**Supplied text**.
☆ ☆ ☆ ☆ ☆
2020 is shaping up to be a strange year. This Coronavirus has a region in China, far larger in population than New York city, on a complete lock-down. There are zombie cruise ships patrolling the waters in a state of full quarantine, with no countries wanting to take the risk of allowing them in to dock for fear of contagion. Yet, markets have basically been shaking off the news for the most part. Glamour stocks such as Tesla, Shopify, and Beyond Meat, trade at valuations where even the most optimistic view of the future would have a tough time justifying. I can feel a tangible change in sentiment where market participants are taking bigger and bigger risks, with less regard for what that actual downside looks like.
Historically, markets have experienced a bear market about every four years, and a 10% correction, ever one and a half years. The key is not overreacting to these corrections, or worrying about them so much that you are always sitting in cash, as predicting the timing is a very difficult game. There are tons of people that were so scared from the Great Recession, that they locked themselves into an expensive annuity or private REIT, just to avoid those mark to market fluctuations. Those decisions have been enormously expensive in hindsight. When fear is most paramount, as it was then, the buying opportunities are most attractive. Conversely, when even dreadful news doesn’t shakeout any optimism, caution can be a great virtue.
It is important for us to always maintain a balanced and unemotional approach to investing. I call this approach business-like. When we can invest in a demonstrably undervalued security with a great risk/reward opportunity, we do so in size. Sometimes when these opportunities are less plentiful, we must be strategic and disciplined in the investments and strategies that we employ.
I find it very difficult to believe that we aren’t living in a period of excess. For instance, five years ago Greece’s 5-year bond was yielding 76%, due to the extreme risk that people saw in loaning to that government. Currently, that 5-year bond is yielding 0.283%. Market participants buying that paper are simply betting that yields will go further into negative, without any real concerns of the risks of the opposite occurring, which would be catastrophic for their investments.
Tesla is worth more than every auto manufacturer in the world except Toyota, despite selling a tiny fraction of the cars, and losing money at a rapid rate on those sales. Shopify has trailing twelve month revenues of $1.578 billion. The market capitalization is $62.59 billion! The enterprise value/EBITDA ratio is 291.5. Some of these valuations can only really be paralleled to the Tech Bubble, but market participants are piling money into them hand over fist, and it is working, until ultimately it won’t…..
There are lots of ways to make and lose money. Speculating in the stock market can be really fun and glamorous. Who wouldn’t want to experiment the run of success that Elon Musk is on at least for a moment or two? The reality though is that these types of speculative bubbles almost always end badly. Many baby boomers for instance are still paying for the investing mistakes made in the last bubble, often needing to work till way later in life to feel comfortable.
Our strategy is to protect and grow capital by investing in a smart and business-like manner. Currently, that means taking a more conservative approach than usual. Many of the benefits of this strategy will only show in the fullness of time as options get closer to expiration in about a year. The businesses that we are invested in are performing well and are growing intrinsic value at attractive rates. I’m confident we will be in good shape when we do get that inevitable downturn and the tides shift. The key as always is to never panic and to understand that market volatility is inevitable, but it also doesn’t last forever. Bear markets are usually relatively short affairs, but they seem long due to the stress they can cause.
☆ ☆ ☆ ☆ ☆
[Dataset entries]
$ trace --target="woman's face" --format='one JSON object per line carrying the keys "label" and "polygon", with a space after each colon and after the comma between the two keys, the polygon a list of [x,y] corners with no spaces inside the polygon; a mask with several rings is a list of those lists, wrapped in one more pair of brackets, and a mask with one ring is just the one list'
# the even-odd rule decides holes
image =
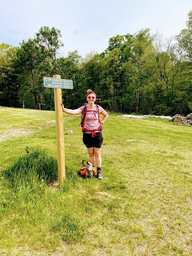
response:
{"label": "woman's face", "polygon": [[87,96],[87,99],[88,102],[92,103],[95,102],[96,100],[96,97],[95,94],[93,93],[90,93]]}

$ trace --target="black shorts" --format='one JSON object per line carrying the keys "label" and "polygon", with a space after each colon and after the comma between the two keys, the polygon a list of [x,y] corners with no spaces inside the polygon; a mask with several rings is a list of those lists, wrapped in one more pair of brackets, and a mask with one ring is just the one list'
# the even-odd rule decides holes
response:
{"label": "black shorts", "polygon": [[101,132],[95,132],[96,135],[92,137],[92,133],[83,133],[83,142],[88,148],[101,148],[103,137]]}

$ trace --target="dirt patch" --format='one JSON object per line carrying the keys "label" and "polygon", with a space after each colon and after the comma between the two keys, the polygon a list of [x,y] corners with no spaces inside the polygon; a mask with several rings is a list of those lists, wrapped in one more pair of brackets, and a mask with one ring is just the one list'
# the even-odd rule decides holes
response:
{"label": "dirt patch", "polygon": [[18,137],[20,136],[27,136],[35,132],[34,131],[23,129],[11,129],[7,130],[3,133],[0,135],[0,142],[8,138],[13,137]]}

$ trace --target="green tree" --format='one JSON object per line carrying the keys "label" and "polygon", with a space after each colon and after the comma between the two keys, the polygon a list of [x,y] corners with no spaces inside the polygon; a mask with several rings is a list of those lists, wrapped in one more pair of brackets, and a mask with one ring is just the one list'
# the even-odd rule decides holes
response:
{"label": "green tree", "polygon": [[0,105],[17,107],[19,85],[13,65],[18,47],[2,43],[0,44]]}

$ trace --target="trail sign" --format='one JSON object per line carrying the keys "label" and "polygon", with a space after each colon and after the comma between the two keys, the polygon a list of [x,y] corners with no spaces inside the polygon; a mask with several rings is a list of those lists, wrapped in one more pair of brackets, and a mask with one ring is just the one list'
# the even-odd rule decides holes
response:
{"label": "trail sign", "polygon": [[73,89],[72,80],[60,79],[53,77],[43,78],[44,87],[47,88],[58,88],[60,89]]}

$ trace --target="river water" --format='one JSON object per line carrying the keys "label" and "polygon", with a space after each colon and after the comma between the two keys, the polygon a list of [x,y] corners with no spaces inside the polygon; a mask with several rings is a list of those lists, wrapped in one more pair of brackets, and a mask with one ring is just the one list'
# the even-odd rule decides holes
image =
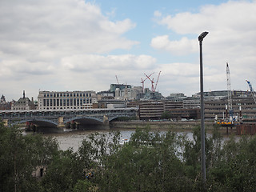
☆ ☆ ☆ ☆ ☆
**Parts of the exercise**.
1. From the market commentary, return the passage that starts at the words with "Historically, markets have" and ends after "a great virtue.".
2. Decide whether each statement agrees with the market commentary, answering yes or no and quoting the words of the commentary that settle it: (a) Greece's 5-year bond currently yields 0.283%. (b) Shopify's market capitalization is $1.578 billion. (c) Tesla is worth more than every auto manufacturer in the world, Toyota included.

**Solutions for each task**.
1.
Historically, markets have experienced a bear market about every four years, and a 10% correction, ever one and a half years. The key is not overreacting to these corrections, or worrying about them so much that you are always sitting in cash, as predicting the timing is a very difficult game. There are tons of people that were so scared from the Great Recession, that they locked themselves into an expensive annuity or private REIT, just to avoid those mark to market fluctuations. Those decisions have been enormously expensive in hindsight. When fear is most paramount, as it was then, the buying opportunities are most attractive. Conversely, when even dreadful news doesn’t shakeout any optimism, caution can be a great virtue.

2.
(a) Yes: "Currently, that 5-year bond is yielding 0.283%."
(b) No: "The market capitalization is $62.59 billion!"
(c) No: "Tesla is worth more than every auto manufacturer in the world except Toyota"